• **Page extract**:
===============

What do you mean nobody has a crystal ball??? I do…. I used it to sell my last pure perpetual, AFINO, last week at an average price of 26.40 and it’s actually UP in price since then and even today – closed at 26.95… I probably sold to Martin and the div capture crowd I bet, ha, but it just proves I do have a crystal ball – problem is it’s a tad cloudy – permanently…….
Hi 2Whiteroses…once again…thank you for the thoughtful reply. By the way….I ended buying the Quebecor QBR.B.
I’m more then painfully aware that I know about 15% of what I should know to be engaged in this investment process I neither enjoy nor sought out. Since the death of the 5% CD and Money Market accounts in 2008 I’ve had no choice but to navigate my way through what I perceive to be this dangerous process that puts me and my money at risk because others were greedy, incompetent, not properly regulated and corrupt.
My brokerage accounts are large enough that I have one on one access to the resources the brokerage companies provide and though I enjoy spending an hour listening to these guys their approach never appeals to me and my approach seems to not register with them.
So I’m out here on my own, trying to not to loose money while not allowing my hunger for yield drive me any higher on the risk curve then I already am.

===============

• **Task inputs**:
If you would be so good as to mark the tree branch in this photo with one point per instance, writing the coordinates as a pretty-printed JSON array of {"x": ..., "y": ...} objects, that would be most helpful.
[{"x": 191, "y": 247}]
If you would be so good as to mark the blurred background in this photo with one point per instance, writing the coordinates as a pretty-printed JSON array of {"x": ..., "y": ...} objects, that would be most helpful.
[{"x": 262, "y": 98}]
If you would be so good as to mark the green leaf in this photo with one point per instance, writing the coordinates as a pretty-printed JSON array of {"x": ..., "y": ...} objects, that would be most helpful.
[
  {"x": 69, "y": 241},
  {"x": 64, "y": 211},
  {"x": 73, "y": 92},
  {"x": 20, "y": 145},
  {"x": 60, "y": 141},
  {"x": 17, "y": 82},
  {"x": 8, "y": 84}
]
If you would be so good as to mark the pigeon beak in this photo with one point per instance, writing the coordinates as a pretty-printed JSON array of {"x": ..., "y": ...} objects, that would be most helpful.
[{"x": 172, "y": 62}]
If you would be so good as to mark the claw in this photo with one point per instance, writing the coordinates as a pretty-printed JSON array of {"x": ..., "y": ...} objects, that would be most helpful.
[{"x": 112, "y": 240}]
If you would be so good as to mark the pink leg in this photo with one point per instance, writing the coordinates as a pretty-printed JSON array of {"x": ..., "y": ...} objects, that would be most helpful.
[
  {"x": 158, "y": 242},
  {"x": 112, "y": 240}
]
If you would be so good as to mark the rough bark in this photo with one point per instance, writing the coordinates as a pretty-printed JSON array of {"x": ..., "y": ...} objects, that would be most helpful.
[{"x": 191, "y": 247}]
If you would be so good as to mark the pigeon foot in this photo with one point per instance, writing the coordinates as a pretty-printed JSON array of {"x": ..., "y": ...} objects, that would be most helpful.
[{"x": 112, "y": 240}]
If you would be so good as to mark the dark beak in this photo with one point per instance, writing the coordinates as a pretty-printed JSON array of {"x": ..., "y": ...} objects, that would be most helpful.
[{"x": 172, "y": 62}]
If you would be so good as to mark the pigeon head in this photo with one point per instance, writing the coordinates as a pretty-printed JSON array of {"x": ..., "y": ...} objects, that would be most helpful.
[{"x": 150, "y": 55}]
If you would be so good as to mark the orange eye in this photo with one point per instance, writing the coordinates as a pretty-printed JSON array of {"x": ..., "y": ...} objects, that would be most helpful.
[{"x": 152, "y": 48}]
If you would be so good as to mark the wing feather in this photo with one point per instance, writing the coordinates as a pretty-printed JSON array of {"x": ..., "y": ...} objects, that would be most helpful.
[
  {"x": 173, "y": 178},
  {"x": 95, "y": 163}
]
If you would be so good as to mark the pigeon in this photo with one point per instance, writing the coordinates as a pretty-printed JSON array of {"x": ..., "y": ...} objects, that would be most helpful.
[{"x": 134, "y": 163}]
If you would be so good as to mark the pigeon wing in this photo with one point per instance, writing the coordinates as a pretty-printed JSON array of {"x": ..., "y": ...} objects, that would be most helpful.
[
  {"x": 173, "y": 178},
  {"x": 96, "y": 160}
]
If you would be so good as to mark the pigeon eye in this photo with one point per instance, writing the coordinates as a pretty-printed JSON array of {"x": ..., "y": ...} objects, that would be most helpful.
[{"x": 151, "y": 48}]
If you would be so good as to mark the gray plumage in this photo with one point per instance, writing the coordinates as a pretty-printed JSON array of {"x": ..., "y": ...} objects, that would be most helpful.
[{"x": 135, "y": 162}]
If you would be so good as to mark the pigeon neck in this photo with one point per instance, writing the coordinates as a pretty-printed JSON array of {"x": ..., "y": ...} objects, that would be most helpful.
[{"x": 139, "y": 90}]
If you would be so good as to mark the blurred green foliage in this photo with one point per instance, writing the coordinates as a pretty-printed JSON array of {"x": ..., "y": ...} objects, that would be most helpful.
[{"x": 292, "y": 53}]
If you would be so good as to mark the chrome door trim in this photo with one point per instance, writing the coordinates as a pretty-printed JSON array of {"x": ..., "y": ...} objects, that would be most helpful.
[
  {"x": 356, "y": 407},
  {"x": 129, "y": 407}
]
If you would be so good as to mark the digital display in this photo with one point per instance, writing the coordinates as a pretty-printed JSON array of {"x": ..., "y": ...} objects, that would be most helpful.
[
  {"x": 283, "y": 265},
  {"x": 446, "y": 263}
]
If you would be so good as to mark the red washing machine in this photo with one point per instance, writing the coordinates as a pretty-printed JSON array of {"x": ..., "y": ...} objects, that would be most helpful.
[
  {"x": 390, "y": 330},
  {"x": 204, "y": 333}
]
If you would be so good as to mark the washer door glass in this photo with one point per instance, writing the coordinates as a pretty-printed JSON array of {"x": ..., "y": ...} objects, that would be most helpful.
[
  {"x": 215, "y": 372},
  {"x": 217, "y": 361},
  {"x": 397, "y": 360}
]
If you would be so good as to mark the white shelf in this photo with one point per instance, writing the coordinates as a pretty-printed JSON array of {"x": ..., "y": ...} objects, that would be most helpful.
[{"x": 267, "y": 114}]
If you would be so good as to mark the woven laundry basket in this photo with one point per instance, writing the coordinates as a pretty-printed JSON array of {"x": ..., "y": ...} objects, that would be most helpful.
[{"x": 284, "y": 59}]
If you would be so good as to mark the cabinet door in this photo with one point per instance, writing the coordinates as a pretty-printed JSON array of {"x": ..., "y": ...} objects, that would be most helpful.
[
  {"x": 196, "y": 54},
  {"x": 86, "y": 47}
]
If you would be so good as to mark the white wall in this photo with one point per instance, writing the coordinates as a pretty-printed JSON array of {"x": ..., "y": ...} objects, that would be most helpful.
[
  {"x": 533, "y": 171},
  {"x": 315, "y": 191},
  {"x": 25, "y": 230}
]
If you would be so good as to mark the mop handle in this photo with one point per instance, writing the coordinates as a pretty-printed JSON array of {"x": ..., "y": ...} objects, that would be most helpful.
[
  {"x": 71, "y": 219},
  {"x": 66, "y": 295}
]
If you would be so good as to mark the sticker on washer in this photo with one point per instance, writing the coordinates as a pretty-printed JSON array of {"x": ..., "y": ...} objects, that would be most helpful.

===============

• **Exercise requirements**:
• 1. In the investing post, at what average price was AFINO sold?
• 2. Count the lines of the entries that contain the string "white", matching case exactly, and give only the number.
The investing post and the entries were taken from unrelated sources.

• **Exercise answers**:
• 1. 26.40

• 2. 2